[Stored data]
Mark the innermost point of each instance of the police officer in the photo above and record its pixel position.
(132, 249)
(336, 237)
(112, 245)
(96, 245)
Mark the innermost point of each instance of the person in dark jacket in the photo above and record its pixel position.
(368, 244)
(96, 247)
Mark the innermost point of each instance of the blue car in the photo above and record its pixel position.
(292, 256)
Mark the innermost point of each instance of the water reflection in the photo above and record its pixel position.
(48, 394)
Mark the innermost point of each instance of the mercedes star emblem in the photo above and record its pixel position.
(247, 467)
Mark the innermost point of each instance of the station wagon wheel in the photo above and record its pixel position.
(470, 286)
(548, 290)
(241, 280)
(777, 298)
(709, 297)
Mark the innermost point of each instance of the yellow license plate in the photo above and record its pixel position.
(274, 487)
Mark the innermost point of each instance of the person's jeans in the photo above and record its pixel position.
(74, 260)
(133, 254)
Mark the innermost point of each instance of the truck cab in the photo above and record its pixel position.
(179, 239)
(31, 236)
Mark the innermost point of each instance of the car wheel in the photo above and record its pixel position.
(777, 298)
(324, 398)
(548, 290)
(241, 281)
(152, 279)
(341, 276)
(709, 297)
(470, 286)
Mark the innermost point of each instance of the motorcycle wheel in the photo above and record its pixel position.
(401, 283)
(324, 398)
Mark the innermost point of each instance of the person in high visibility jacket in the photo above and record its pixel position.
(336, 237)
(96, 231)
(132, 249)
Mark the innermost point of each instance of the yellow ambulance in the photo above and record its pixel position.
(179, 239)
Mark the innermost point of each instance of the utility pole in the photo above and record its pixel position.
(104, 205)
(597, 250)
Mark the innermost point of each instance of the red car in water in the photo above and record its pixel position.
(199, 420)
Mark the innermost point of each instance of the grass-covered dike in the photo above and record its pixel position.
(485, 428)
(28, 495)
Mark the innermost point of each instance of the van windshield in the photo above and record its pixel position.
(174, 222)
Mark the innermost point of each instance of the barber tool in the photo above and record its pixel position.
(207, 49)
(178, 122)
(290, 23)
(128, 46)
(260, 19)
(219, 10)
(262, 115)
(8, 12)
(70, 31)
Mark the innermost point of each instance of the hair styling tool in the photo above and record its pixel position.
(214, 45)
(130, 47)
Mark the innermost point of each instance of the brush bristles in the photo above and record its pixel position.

_Aim of the task_
Only the lines from the one containing "Mark the innermost point of each instance of the person's" through the end of the records above belong in the answer, each exactly as written.

_Exercise result_
Mark the innermost point of each instance of the person's jeans in the photo above and record its pixel position.
(74, 260)
(133, 254)
Mark the innermost point of each instance of the truck cab in the photo above and record its pixel position.
(179, 239)
(31, 236)
Mark the innermost point of each instance of the car wheel in the photo above and record its pixel position.
(777, 298)
(324, 398)
(548, 290)
(241, 281)
(152, 279)
(341, 276)
(709, 297)
(470, 286)
Mark the innermost point of each instance of the motorcycle wheel in the photo above and record its pixel position.
(401, 283)
(324, 398)
Mark the innermost point of each instance of the person in high visibility jacket in the photo above and record its pixel position.
(336, 237)
(96, 231)
(132, 249)
Mark the innermost point of each instance of the yellow ambulance in the photo above and record its pixel position.
(179, 239)
Mark the innermost point of each instance of the utility pole in the photo above and record its pixel position.
(104, 205)
(597, 250)
Mark the innermost point of each instance of the red car in water in the photo above and record its pixel position.
(199, 420)
Mark the innermost point of each instance of the grass-covered dike in the photo above and record its pixel position.
(485, 428)
(28, 495)
Mark the innermost point of each instance of the van windshield in the photo above and record its pixel position.
(174, 222)
Mark the innermost point of each instance of the barber tool in the photo above and record its pixel position.
(207, 49)
(178, 122)
(290, 23)
(128, 46)
(260, 19)
(219, 10)
(262, 115)
(8, 12)
(70, 31)
Mark the innermost point of each instance of the hair styling tool in the photo above and record its pixel position.
(214, 45)
(130, 47)
Mark the innermost point of each instance of the brush bristles in the photo above and record its pixel position.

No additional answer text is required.